Find every line in the records that contains the string "xmax" and copy each one out. Only matches in the same case count.

[BEGIN RECORDS SUPPLIED]

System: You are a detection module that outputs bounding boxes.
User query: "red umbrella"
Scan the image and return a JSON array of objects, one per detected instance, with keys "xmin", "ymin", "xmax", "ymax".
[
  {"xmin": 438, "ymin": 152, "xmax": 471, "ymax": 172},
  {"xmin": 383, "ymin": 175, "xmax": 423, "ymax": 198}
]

[END RECORDS SUPPLIED]

FINISHED ANSWER:
Scan the image and return a JSON array of objects, one per detected instance, with keys "xmin", "ymin", "xmax", "ymax".
  {"xmin": 438, "ymin": 152, "xmax": 471, "ymax": 172},
  {"xmin": 383, "ymin": 175, "xmax": 423, "ymax": 198}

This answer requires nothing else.